▶ _What the task requires_:
In the reflection on Philemon below, transcribe word for word the passage starting with "Christianity is counter-cultural" and going on through "lifts all boats.".

▶ _Excerpt to read_:
◇ ◇ ◇ ◇

11/15/2018
Philemon 7-20 Beloved: I have
experienced much joy and encouragement from your love, because the hearts of
the holy ones have been refreshed by you, brother. Therefore, although I have
the full right in Christ to order you to do what is proper, I rather urge you
out of love, being as I am, Paul, an old man, and now also a prisoner for
Christ Jesus. I urge you on behalf of my child Onesimus, whose father I have
become in my imprisonment, who was once useless to you but is now useful to
both you and me. I am sending him, that is, my own heart, back to you. I should
have liked to retain him for myself, so that he might serve me on your behalf
in my imprisonment for the Gospel, but I did not want to do anything without
your consent, so that the good you do might not be forced but voluntary.
Christianity is counter-cultural
and revolutionary. It seeks to upend and overturn our typical, common
assumptions about what is prim and proper, what is right and wrong. Now, it
does not achieve that end by force of arms, like America did in the
Revolutionary War, or the French did by storming the Bastille on July 14, 1789
and evicting the monarchy. Rather, we rely on the power of prayer, the cross of
Christ, and the weapons of love and mercy. Christianity works subtly and
imperceptibly like a little leaven raises a batch of dough or like a rising
tide lifts all boats.
Let me give you two quick, personal
examples of how Christianity upends cultures. India is still ruled in many
respects by the ancient caste system. You have the untouchables, the lower
caste, the higher caste, and the Brahmins or the priests. My family is
obviously Catholic but we are also very poor. It would be unthinkable for the
son of a poor man (in the lower caste) to leapfrog the higher, richer caste, to
become a Brahmin/priest. But what is impossible in India because of the culture
of the caste system is very possible in Christianity because of the culture of
prayer, the cross, love and mercy.

◇ ◇ ◇ ◇

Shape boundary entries
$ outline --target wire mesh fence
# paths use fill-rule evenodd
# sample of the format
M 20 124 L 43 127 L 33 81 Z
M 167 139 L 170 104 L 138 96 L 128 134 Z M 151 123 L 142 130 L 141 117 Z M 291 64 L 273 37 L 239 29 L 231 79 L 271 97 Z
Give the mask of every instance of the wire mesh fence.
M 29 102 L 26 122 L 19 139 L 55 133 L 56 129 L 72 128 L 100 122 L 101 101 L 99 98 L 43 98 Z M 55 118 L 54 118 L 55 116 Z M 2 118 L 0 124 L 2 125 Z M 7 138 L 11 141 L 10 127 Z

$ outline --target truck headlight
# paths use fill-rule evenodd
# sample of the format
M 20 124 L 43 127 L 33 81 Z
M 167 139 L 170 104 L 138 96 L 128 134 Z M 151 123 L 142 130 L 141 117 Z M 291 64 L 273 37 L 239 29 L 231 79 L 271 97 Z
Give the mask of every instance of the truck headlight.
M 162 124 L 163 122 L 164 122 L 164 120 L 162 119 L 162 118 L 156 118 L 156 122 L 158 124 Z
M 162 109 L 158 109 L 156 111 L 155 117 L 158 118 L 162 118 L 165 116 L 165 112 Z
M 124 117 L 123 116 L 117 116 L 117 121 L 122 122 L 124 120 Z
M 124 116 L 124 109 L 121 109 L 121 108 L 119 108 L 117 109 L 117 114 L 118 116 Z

◇ ◇ ◇ ◇

▶ _Full output_:
Christianity is counter-cultural
and revolutionary. It seeks to upend and overturn our typical, common
assumptions about what is prim and proper, what is right and wrong. Now, it
does not achieve that end by force of arms, like America did in the
Revolutionary War, or the French did by storming the Bastille on July 14, 1789
and evicting the monarchy. Rather, we rely on the power of prayer, the cross of
Christ, and the weapons of love and mercy. Christianity works subtly and
imperceptibly like a little leaven raises a batch of dough or like a rising
tide lifts all boats.